• **PASSAGE**

Stock photography is not generally known for being an innovative field. When we think of stock photography we might think of women laughing alone with salads or awkward photos of white businessmen pointing at things.
But it doesn’t have to be that way. Stocksy United, founded in 2013, uses their co-op structure and multiple levels of curation to support both their co-op member artists and to give clients unique, authentic, high-quality photos and videos.
As a co-op, Stocksy’s members are also part-owners of the company. That means that every photographer whose photos are available for purchase on Stocksy has a say in the decision-making process at Stocksy and receives a share of surplus profits.
In true collective spirit, Stocksy CEO Mike Cook, Creative Marketing Lead Tara Campbell, Design Director Aleya Samji, and VP of Content Margaret Vincent joined forces to share their vision for simultaneously supporting artists, building a community, and using stock photography to push for better representation.
The quick and dirty is that the founders of Stocksy were also founders of a company called iStock Photo. It's another stock photography agency that ended up being sold to Getty Images back in 2004. The anecdotal evidence that we have through talking to them is that it was sort of that classic founder’s story where they sold the company and then watched it get changed in ways that they didn't necessarily like, and in particular, the way it treated artists, the photographers and the cinematographers on iStock. It started off as this very collaborative sort of environment. But the model itself wasn't conducive to looking after the contributor base.
Once the founders got past their noncomp [non-compete clause], essentially, they decided to try to make a better vehicle for the artist themselves. It was a fortunate convergence of expertise in that they had understood the business model and successfully built a platform that sold stock photography. So they wanted to recreate that, but then make it a co-op. It was initially photographers and we've since had cinematographers come on board to provide video. But there was a group that had to kind of commit to giving their images to get this off the ground and they all became co-owners in the business.
You could just build a platform and put in the rules and the mandates in place to treat the contributors fairly throughout, but it inherently has a weakness in that and that all it takes is a sale. All it takes is whoever is in control to exit and whoever comes on board now could change the rules drastically. And at its core, we can't. We can change our rules, our bylaws, but it has to be done through collaboration with the members of the co-op so that at its core, it provides this solid backbone that makes it truly a vehicle for the artists.
We've run into people who want to do a co-op and then as you start to explain what it means, you can see that when they recognize that [they] can't control everything. And then they want to back away. It's not like we can just decide tomorrow [and sell to a venture capital firm].
The phrasing that got used a lot in the early interviews about Stocksy was to make sure that the artists were in control. [The co-op model] establishes a sense of trust that was pretty important at that stage. A lot of artists have been disenfranchised and disenchanted that it was a reassurance that this is yours and your voice matters. A co-op model really forces that trust because if we don't have buy-in from our contributors, then we don't operate.
The scope of their input into the way things are done and the decisions that are made is pretty far-reaching.
There are three classes of members.
We have Class A members, Class B members and Class C members. They all have equal votes. There's no disproportionate share of voting. Class A members, there are up to five of them. They are board members and can be a mix of founders and advisors. That allows us the ability to bring in outside advisers to sit on the board, which is often a very good thing to make sure we’re not getting too inward-looking.

• **DATA TO USE**

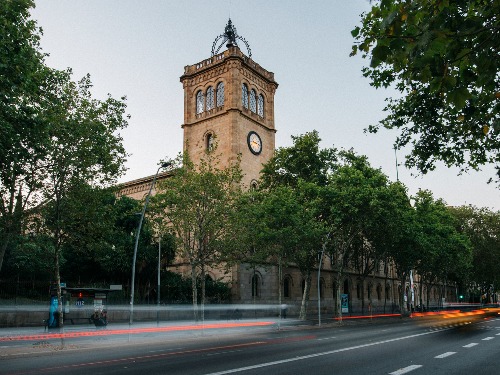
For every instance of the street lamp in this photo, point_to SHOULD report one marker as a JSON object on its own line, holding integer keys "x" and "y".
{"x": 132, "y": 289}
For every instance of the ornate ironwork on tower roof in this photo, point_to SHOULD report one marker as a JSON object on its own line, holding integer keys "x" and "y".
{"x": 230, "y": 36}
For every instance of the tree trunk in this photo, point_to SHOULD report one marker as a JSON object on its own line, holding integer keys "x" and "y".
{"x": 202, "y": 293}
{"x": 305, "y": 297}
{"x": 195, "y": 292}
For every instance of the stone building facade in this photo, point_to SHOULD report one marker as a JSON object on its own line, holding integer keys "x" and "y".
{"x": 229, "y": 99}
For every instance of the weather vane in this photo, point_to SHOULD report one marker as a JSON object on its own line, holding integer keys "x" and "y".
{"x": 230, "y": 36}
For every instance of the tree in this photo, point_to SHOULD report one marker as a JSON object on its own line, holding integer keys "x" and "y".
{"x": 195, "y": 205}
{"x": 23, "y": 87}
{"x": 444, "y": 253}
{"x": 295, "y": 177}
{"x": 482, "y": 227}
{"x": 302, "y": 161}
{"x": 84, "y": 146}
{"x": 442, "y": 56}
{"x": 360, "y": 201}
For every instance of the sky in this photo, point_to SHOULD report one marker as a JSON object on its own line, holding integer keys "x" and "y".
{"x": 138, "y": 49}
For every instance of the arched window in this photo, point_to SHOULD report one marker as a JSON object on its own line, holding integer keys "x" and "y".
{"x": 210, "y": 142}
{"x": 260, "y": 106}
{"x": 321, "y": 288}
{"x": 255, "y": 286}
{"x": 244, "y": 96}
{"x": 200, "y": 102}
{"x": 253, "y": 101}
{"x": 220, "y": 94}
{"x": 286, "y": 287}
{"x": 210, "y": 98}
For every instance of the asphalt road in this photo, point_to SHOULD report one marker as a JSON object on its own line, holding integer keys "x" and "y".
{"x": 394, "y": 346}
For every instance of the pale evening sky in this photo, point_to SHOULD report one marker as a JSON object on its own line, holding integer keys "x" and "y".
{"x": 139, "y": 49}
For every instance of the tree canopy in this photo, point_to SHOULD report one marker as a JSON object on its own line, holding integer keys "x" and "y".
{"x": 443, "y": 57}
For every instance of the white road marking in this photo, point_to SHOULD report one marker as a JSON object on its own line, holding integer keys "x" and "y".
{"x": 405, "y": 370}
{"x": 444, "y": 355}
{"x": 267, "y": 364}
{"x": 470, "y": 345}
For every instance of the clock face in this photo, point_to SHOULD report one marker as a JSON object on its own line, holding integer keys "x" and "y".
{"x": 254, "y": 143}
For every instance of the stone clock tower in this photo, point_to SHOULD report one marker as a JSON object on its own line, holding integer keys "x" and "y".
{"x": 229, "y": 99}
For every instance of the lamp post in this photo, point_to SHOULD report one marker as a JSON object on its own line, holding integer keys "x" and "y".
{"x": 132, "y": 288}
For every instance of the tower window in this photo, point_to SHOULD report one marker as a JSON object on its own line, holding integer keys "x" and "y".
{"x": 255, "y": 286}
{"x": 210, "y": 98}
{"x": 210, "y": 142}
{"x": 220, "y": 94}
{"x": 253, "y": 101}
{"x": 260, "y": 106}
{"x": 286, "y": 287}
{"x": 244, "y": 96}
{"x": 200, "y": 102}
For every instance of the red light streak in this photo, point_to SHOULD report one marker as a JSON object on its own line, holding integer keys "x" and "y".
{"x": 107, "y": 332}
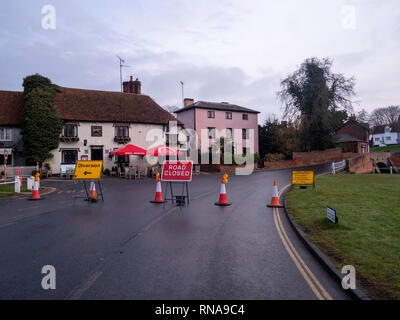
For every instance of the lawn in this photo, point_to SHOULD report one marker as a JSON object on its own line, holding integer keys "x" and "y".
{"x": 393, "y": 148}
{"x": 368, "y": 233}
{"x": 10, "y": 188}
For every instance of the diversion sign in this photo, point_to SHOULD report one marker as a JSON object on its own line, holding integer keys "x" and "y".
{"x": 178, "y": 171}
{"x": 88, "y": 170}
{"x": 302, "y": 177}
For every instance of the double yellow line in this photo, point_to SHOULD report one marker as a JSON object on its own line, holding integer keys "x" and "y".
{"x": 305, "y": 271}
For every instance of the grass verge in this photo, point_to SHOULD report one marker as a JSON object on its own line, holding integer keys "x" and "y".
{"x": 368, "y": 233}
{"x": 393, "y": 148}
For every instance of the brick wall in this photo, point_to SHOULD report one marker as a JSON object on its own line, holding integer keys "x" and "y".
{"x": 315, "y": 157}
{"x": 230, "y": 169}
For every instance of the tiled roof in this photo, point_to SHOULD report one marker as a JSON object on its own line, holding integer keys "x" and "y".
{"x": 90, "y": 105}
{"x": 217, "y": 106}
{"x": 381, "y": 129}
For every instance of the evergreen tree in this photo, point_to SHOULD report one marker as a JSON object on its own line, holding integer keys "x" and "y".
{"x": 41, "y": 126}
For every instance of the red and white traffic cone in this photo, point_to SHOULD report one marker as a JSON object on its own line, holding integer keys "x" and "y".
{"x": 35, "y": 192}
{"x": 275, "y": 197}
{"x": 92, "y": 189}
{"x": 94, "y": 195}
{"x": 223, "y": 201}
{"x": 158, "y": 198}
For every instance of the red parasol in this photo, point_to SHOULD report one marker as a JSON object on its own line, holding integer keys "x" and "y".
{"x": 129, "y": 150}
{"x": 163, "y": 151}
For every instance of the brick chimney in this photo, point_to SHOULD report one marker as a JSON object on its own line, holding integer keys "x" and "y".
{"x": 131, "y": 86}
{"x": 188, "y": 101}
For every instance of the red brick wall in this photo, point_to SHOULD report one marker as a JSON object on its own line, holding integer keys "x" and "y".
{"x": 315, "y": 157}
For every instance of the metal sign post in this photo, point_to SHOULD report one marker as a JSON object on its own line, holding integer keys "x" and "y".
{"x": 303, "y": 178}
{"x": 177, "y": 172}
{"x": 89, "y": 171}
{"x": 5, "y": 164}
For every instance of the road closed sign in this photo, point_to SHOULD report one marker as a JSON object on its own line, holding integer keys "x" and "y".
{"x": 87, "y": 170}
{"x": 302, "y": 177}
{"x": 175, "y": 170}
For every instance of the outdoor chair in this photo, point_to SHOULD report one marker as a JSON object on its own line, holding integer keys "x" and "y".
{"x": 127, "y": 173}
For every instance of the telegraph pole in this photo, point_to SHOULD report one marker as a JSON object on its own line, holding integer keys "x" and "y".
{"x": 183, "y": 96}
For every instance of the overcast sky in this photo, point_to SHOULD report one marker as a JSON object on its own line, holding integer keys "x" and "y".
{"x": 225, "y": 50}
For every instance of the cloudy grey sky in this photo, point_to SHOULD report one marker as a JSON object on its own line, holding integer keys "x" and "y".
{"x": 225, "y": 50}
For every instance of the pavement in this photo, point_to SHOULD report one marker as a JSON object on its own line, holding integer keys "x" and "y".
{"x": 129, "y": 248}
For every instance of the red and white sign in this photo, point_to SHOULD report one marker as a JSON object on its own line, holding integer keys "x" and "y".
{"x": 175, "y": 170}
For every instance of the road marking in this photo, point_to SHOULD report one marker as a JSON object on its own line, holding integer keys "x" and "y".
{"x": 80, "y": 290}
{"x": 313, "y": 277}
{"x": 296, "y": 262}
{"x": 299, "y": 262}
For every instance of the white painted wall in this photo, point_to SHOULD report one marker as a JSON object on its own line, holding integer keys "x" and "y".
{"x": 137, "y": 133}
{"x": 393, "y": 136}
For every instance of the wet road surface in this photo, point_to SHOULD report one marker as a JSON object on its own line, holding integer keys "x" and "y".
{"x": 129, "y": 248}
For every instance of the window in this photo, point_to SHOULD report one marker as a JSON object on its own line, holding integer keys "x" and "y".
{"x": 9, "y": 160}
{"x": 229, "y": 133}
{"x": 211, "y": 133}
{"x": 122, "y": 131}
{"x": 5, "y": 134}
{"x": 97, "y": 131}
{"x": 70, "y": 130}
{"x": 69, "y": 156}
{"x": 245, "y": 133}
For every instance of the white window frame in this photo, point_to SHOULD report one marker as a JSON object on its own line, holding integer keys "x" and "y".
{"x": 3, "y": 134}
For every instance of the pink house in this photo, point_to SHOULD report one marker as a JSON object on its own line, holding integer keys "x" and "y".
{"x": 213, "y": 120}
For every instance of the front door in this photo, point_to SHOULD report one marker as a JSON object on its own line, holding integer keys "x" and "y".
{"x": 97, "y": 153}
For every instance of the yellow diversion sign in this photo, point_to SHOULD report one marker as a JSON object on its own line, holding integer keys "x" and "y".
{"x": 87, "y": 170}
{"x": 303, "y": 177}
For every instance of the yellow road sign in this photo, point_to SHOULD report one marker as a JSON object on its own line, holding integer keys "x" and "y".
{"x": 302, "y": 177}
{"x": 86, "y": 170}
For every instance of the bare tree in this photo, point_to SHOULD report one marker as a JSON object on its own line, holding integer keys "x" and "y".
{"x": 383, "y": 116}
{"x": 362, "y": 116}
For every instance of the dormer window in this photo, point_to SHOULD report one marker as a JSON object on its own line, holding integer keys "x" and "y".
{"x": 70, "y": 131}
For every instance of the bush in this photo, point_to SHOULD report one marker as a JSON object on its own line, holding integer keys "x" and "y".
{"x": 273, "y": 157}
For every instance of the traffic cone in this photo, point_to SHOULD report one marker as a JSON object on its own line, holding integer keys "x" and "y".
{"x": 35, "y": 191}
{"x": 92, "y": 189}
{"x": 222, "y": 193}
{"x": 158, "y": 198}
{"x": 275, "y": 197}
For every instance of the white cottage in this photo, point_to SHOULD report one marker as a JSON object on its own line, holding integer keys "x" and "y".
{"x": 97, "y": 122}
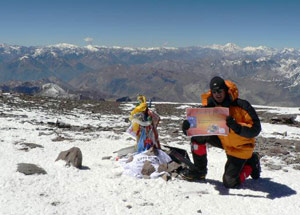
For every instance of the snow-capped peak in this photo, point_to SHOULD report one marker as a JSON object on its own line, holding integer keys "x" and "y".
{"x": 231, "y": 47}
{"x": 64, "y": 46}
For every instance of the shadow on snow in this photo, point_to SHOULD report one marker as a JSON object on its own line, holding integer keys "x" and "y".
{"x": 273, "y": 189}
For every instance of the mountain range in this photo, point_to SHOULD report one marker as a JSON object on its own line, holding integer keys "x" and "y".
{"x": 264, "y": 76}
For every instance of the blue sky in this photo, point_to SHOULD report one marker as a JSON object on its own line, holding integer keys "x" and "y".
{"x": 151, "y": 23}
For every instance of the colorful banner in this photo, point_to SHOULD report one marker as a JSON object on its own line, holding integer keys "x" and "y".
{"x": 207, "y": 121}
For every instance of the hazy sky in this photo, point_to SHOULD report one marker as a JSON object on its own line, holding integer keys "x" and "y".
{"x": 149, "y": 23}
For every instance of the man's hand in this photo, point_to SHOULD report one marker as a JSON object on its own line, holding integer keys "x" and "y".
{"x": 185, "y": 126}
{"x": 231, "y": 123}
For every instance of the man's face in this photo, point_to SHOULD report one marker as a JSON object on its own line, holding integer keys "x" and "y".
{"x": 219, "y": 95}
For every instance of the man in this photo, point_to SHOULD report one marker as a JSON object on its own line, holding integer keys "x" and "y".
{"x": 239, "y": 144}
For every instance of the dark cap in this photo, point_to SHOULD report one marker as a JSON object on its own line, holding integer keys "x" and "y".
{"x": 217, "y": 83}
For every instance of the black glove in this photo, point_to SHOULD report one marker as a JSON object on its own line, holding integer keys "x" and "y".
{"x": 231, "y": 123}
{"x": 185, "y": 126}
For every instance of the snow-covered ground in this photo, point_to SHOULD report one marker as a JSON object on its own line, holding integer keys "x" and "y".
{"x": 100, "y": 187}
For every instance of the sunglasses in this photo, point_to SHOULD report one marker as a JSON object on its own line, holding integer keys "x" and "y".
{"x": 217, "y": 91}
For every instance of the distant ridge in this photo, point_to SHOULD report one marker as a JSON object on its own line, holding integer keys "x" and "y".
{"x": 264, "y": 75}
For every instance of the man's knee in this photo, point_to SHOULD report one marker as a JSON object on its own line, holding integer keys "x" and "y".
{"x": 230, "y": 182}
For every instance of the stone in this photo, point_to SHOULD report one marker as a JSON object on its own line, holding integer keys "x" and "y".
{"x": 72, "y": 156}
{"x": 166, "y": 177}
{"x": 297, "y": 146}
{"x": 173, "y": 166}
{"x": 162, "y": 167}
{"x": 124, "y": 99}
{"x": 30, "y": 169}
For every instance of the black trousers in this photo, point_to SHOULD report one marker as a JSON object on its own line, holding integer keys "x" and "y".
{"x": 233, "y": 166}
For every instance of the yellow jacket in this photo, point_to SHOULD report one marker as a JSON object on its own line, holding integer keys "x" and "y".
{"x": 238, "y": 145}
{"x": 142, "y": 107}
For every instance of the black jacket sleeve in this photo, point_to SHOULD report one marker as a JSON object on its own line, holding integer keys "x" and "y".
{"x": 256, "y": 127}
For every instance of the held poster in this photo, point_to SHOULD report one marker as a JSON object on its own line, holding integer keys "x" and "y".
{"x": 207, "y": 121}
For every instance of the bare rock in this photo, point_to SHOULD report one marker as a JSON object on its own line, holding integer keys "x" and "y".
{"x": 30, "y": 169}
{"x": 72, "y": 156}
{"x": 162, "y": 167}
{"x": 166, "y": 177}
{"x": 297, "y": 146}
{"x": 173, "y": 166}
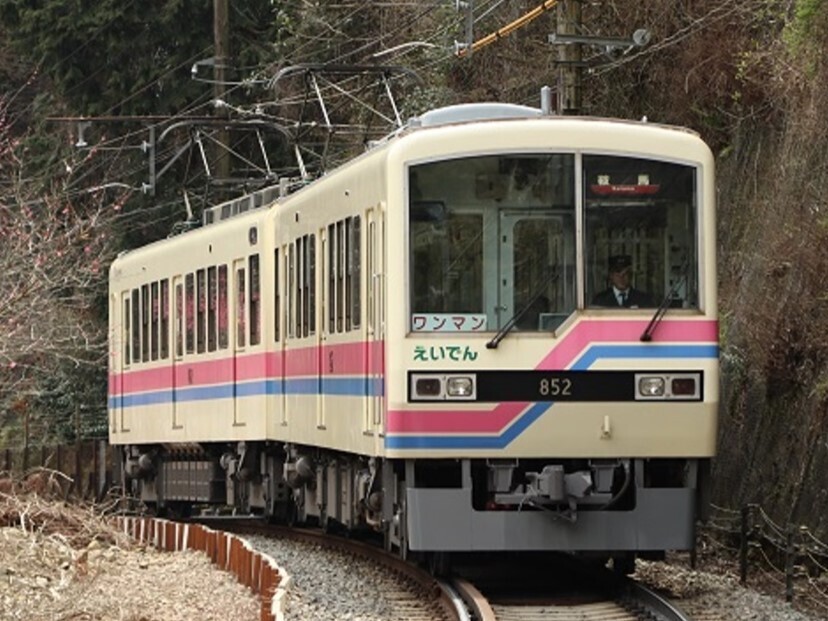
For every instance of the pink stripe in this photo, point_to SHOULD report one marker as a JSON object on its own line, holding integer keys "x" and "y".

• **REQUEST A**
Summarize the passage on Stocksy in three sentences.
• **REQUEST B**
Select every line of the records that contains the word "pink".

• **EXERCISE SOLUTION A**
Stocksy United, founded in 2013, is a stock photography co-op in which every photographer selling there is a part-owner who has a say in decisions and receives a share of surplus profits. Its founders had earlier founded iStock Photo, which was sold to Getty Images in 2004 and then changed in ways they didn't like, particularly in how it treated artists, so they built a co-op whose rules can only be changed in collaboration with its members. Stocksy has three classes of members, Class A, Class B and Class C, and they all have equal votes.

• **EXERCISE SOLUTION B**
For every instance of the pink house in this photo, point_to SHOULD report one marker as a JSON object on its own line, holding integer keys "x" and "y".
For every instance of the pink stripe in this photo, point_to SHOULD report one marker as a JSON object on its own line, holding integer keys "x" and "y".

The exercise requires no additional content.